- **DATA UNDER STUDY**
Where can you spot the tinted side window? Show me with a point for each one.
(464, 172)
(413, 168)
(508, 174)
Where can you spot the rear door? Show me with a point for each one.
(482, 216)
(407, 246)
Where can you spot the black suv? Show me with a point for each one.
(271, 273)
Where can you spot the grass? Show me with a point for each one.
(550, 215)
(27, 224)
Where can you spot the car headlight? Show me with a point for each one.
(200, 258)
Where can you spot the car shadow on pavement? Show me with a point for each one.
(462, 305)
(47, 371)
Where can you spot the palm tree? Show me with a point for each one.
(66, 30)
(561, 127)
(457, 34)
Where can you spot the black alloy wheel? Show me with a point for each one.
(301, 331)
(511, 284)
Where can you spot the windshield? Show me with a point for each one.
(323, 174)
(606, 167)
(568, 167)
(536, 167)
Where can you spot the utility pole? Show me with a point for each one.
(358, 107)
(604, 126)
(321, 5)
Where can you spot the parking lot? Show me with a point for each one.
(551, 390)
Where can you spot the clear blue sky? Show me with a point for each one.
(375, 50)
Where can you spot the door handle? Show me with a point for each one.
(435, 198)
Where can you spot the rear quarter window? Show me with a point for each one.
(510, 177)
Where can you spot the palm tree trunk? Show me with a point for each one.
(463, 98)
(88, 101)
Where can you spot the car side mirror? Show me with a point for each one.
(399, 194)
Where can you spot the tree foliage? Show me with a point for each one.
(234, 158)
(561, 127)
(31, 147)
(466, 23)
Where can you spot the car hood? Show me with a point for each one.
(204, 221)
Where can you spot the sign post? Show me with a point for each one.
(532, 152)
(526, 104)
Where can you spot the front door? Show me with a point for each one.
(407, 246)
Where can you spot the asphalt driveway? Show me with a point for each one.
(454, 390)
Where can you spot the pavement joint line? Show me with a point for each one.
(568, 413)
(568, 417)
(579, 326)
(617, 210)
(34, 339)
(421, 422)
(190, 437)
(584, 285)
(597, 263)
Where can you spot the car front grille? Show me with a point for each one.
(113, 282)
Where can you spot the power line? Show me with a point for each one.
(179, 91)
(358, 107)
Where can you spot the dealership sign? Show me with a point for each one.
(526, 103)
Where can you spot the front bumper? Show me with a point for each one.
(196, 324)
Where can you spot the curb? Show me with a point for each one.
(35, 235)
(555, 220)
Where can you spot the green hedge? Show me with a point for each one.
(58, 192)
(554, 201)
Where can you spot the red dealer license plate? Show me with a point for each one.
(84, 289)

- **EXERCISE DETAILS**
Repeat the records above with every character intact.

- **SOLUTION**
Where can you spot the tinted side window? Show me with a point for each one.
(464, 172)
(413, 168)
(508, 174)
Where can you spot the rear door? Show me with a point for each one.
(482, 216)
(407, 246)
Where can you spot the black suv? Show me with a point for each one.
(271, 273)
Where can you spot the grass? Show me with a point for each one.
(550, 215)
(27, 224)
Where can you spot the car headlight? Show me with a point for each one.
(200, 258)
Where can you spot the car shadow on pavement? Show me with a point for each one.
(462, 305)
(47, 371)
Where can you spot the palm tree? Show me with a point for each one.
(66, 30)
(561, 127)
(457, 34)
Where can you spot the black alloy wheel? Show me with a point for each one.
(301, 331)
(511, 284)
Where can you spot the windshield? Show me with a point for each one.
(323, 174)
(606, 167)
(568, 167)
(536, 167)
Where can you spot the utility pole? Show me with a point for each one.
(358, 107)
(604, 126)
(321, 5)
Where can you spot the parking lot? Show me with a point for each one.
(551, 390)
Where can you spot the clear blue sky? Show me with a point for each one.
(375, 50)
Where can you spot the door handle? Show me with a point for each one.
(435, 198)
Where can you spot the rear quarter window? Show me with a point for each one.
(510, 177)
Where can you spot the palm tree trunk? Show me with a point for each one.
(463, 98)
(88, 101)
Where can you spot the car side mirror? Show me with a point for each one.
(399, 194)
Where can you spot the tree foliage? Show me with a point for each one.
(234, 158)
(561, 127)
(31, 147)
(466, 23)
Where can you spot the car hood? Show me with a point for each one.
(204, 221)
Where can you spot the sign post? Show me with a point for each one.
(532, 152)
(526, 104)
Where can you spot the front door? Show me with a point for each one.
(407, 246)
Where can you spot the asphalt driveway? Show me with a point for each one.
(454, 390)
Where can you spot the pavement joint line? Show me with a point for each one.
(568, 413)
(568, 417)
(579, 326)
(617, 210)
(34, 339)
(421, 422)
(190, 437)
(584, 285)
(597, 263)
Where can you spot the car front grille? Show me with a point for each one.
(113, 282)
Where can you spot the power line? Show me with a point for each one.
(179, 91)
(358, 107)
Where can you spot the dealership sign? Show me with a point for each one.
(526, 103)
Where can you spot the front bumper? Show me with a point for each one.
(196, 324)
Where can you spot the curb? Show me with a point for each one.
(35, 235)
(555, 220)
Where can you spot the green hedge? Show me with a point for each one.
(58, 192)
(554, 201)
Where can you spot the red dealer license plate? Show me with a point for each one.
(84, 289)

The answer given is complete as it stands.